--- Start of Data for this task ---

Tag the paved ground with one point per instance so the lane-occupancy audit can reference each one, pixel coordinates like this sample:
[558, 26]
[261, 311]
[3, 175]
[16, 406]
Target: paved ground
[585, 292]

--- End of Data for this task ---

- _Written problem_: Rewrite every line of the data above without changing it, except for the pixel coordinates in the answers. Multiply each of those coordinates by 1.85 and round to the nearest whole number, with halves rounded up.

- _Expected answer_:
Tag the paved ground with one point per instance so the lane-occupancy audit can reference each one, pixel coordinates like this sample:
[558, 26]
[261, 311]
[3, 175]
[16, 406]
Target: paved ground
[1082, 540]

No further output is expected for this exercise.